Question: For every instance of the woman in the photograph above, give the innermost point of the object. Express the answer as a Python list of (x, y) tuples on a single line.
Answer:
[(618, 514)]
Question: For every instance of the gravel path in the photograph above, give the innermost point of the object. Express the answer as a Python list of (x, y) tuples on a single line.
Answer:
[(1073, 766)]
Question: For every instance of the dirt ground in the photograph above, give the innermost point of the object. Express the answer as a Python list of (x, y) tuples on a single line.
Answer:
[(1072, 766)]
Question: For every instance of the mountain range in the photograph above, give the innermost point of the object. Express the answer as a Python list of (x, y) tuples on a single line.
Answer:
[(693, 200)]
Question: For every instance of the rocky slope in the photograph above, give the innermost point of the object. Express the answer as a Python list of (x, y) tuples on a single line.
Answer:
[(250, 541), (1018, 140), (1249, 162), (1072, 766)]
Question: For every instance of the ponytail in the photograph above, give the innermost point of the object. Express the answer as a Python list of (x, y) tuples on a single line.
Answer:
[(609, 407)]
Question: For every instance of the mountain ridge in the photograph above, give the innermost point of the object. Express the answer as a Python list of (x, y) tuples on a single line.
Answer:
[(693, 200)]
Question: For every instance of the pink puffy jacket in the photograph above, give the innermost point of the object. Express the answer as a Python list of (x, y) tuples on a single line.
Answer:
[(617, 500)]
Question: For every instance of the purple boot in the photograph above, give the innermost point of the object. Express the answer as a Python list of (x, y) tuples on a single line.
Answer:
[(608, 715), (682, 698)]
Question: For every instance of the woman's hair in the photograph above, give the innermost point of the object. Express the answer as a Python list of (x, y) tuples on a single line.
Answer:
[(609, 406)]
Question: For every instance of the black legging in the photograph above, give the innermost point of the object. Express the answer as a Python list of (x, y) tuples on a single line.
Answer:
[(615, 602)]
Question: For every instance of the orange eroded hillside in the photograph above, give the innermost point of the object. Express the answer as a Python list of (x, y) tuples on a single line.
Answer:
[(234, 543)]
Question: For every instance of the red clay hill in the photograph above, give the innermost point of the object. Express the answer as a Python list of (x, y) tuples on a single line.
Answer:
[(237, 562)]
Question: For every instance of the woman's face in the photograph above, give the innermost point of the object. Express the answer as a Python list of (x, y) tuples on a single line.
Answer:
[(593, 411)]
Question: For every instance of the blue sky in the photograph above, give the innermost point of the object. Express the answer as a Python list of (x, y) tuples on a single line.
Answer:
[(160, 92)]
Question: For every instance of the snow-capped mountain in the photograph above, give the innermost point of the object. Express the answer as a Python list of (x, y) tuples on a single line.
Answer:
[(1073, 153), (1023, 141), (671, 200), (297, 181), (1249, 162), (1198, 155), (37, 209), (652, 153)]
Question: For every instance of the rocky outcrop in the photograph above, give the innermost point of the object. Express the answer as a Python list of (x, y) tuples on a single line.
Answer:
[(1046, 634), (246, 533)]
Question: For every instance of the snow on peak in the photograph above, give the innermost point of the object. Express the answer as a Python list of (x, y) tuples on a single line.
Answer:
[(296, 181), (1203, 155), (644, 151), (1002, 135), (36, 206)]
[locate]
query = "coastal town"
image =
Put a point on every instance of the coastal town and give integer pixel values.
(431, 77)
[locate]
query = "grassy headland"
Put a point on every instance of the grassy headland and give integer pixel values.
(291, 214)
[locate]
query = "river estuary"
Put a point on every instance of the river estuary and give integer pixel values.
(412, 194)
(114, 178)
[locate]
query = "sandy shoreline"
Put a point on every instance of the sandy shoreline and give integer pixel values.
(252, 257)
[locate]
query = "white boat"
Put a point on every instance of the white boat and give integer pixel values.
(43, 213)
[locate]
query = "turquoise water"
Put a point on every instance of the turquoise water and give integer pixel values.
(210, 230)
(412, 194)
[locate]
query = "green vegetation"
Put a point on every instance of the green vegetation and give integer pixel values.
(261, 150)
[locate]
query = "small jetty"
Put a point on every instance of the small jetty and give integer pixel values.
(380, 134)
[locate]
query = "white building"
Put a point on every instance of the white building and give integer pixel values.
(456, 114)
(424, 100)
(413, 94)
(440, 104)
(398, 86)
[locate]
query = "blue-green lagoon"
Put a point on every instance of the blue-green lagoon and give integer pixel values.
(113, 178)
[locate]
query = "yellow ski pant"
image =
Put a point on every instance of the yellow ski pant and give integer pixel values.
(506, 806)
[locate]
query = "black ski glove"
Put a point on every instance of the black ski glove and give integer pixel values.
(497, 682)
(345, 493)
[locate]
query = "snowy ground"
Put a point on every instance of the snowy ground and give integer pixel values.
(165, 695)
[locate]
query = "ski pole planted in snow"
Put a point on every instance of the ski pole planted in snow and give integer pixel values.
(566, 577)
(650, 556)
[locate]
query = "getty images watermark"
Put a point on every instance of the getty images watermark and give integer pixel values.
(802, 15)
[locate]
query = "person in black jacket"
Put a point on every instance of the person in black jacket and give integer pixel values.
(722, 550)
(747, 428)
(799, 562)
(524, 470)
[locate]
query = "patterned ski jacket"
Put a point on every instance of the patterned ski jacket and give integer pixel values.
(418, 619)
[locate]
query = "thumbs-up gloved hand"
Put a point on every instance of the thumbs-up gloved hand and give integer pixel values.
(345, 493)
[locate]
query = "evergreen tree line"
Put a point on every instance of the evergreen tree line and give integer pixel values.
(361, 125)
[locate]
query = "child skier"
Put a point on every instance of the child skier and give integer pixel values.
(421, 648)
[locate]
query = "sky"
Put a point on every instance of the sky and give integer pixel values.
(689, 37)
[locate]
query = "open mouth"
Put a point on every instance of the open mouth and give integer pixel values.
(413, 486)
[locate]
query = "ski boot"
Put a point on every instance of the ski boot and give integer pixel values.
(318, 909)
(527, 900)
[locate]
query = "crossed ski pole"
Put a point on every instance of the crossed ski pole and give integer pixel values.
---+---
**Task details**
The answer should reproduce all of the data without any alteration.

**Response to this task**
Question: For every instance of the woman in the photograph above, give the innermost point of the object. Express the answer as a Python list of (x, y) tuples on a single line.
Answer:
[(618, 514)]
Question: For every instance of the gravel path in the photograph above, give the innermost point of the object. Express the answer as a Python list of (x, y) tuples on a single line.
Answer:
[(1073, 766)]
Question: For every instance of the dirt ground in the photograph above, give the innermost point of the object. Express the answer as a Python list of (x, y) tuples on a single line.
Answer:
[(1072, 766)]
Question: For every instance of the mountain range in the photograph above, give the innermost point of the object. Express the answer as a Python list of (x, y) tuples on a single line.
Answer:
[(693, 200)]
Question: For every instance of the rocky slope in the photograph above, give the innermost point of the object. Express the answer as a Python list of (x, y) tuples on a single line.
Answer:
[(250, 541), (1018, 140), (1249, 162), (1072, 766)]
Question: For every instance of the ponytail in the photograph above, give the innermost point of the object. Express the answer as a Python list of (x, y) tuples on a single line.
Answer:
[(609, 407)]
Question: For every instance of the mountain ridge in the photograph above, give the innermost point of the object. Express the answer as a Python list of (x, y) tuples on a single line.
Answer:
[(693, 200)]
Question: For every instance of the pink puffy jacket in the photograph above, give the innermost point of the object. Express the answer as a Python list of (x, y) tuples on a single line.
Answer:
[(617, 500)]
Question: For every instance of the purple boot in the photograph above, give the innermost point of the object. Express the answer as a Python list of (x, y) tuples on a single line.
Answer:
[(608, 715), (682, 698)]
Question: For every instance of the woman's hair in the photograph above, give the innermost point of the object. Express the answer as a Python list of (x, y) tuples on a single line.
Answer:
[(609, 406)]
Question: For every instance of the black legging in the photograph above, give the innermost point of the object. Express the answer as a Python list of (x, y) tuples on a single line.
Answer:
[(615, 602)]
Question: For every instance of the orange eroded hillside in the photograph above, give the innermost point of the object. Express the answer as a Python list of (x, y) tuples on a single line.
Answer:
[(234, 543)]
Question: For every instance of the red clay hill in the photograph above, give the innermost point of the object. Express the answer as a Python list of (x, y) tuples on a single line.
Answer:
[(237, 562)]
Question: For every instance of the woman's face in the photograph above, give the innermost point of the object. Express the answer as a Python list of (x, y) tuples on a single line.
Answer:
[(593, 411)]
Question: For every instance of the blue sky in the photograph above, give the innermost point of the object. Express the answer as a Python list of (x, y) tuples on a single line.
Answer:
[(160, 92)]
Question: For every instance of the snow-capped mountain in the photograph above, give the innermost point of the object. Express the answer as a Python list of (x, y) tuples on a single line.
Answer:
[(1073, 153), (1023, 141), (671, 200), (297, 181), (1249, 162), (1198, 155), (37, 209), (652, 153)]
Question: For every instance of the rocky outcrop in the photograph above, give the innermost point of the object. Express the answer as a Python list of (x, y) tuples on a single line.
Answer:
[(1046, 634), (246, 533)]
Question: For every instance of the snow on peak in the photograph above, give the innermost point of the object. Express the answer as a Python list of (x, y) tuples on a single line.
Answer:
[(296, 181), (1203, 155), (644, 151), (1002, 135), (36, 206)]
[locate]
query = "coastal town"
image =
Put a point on every instance of the coastal town and give integer pixel values.
(431, 77)
[locate]
query = "grassy headland"
Put a point on every instance of the grassy headland and give integer pixel values.
(291, 214)
[locate]
query = "river estuary"
Put a point on every instance of the river estuary and give integer pixel values.
(412, 194)
(114, 178)
[locate]
query = "sandy shoreline"
Put a point on every instance of the sandy shoreline and give integer pixel values.
(252, 257)
[locate]
query = "white boat"
Put a point on every instance of the white boat and give integer pixel values.
(43, 213)
[locate]
query = "turquoise water"
Put a point on every instance of the turquoise water and give integer pixel values.
(210, 230)
(412, 194)
[locate]
query = "green vegetation"
Put a point on every instance of the green vegetation and give integer pixel values.
(261, 150)
[locate]
query = "small jetty"
Put a point on every instance of the small jetty and give integer pixel values.
(380, 134)
[locate]
query = "white building"
Put a point on every instance of the white building and give integer pixel values.
(456, 114)
(424, 100)
(413, 94)
(440, 104)
(398, 86)
[locate]
query = "blue-green lagoon"
Put a point on every instance of the blue-green lagoon and give integer pixel values.
(113, 178)
[locate]
query = "yellow ski pant"
image =
Put a point on every instance of the yellow ski pant and give integer pixel values.
(506, 806)
[locate]
query = "black ski glove"
Put a point on every instance of the black ski glove and give integer pixel values.
(497, 682)
(345, 493)
[locate]
query = "snowy ground"
Put a point on every instance of the snowy ground and give integer pixel values.
(165, 695)
[locate]
query = "ski pole planted in snow"
Put a point on every instance of the ski pole planted in snow and give integer pixel values.
(566, 577)
(650, 556)
[locate]
query = "getty images watermark"
Put a point on every instance of the getty images watermark and give integer pixel values.
(802, 15)
[locate]
query = "person in black jacket"
Put a point on every instance of the person in black jacket and give integer pixel values.
(722, 550)
(747, 428)
(799, 562)
(524, 470)
[locate]
query = "patterned ski jacket"
Put a point on every instance of the patterned ski jacket and give integer pixel values.
(418, 619)
[locate]
query = "thumbs-up gloved hand"
Put a point on every instance of the thumbs-up gloved hand and give integer pixel values.
(345, 493)
[locate]
query = "evergreen tree line"
Put a point on every instance of the evergreen tree line and give integer pixel values.
(361, 125)
[locate]
query = "child skier"
Put a point on every instance of the child skier and give integer pixel values.
(421, 648)
[locate]
query = "sky"
Put a point on every instance of the sky and give integer pixel values.
(689, 37)
[locate]
query = "open mouth"
Put a point on every instance of the open mouth and give integer pixel values.
(413, 486)
[locate]
query = "ski boot"
Put a point on every instance of the ski boot and give integer pixel values.
(318, 909)
(527, 900)
[locate]
query = "crossed ski pole"
Put a point on every instance of the crossed ski pole and give integer pixel values.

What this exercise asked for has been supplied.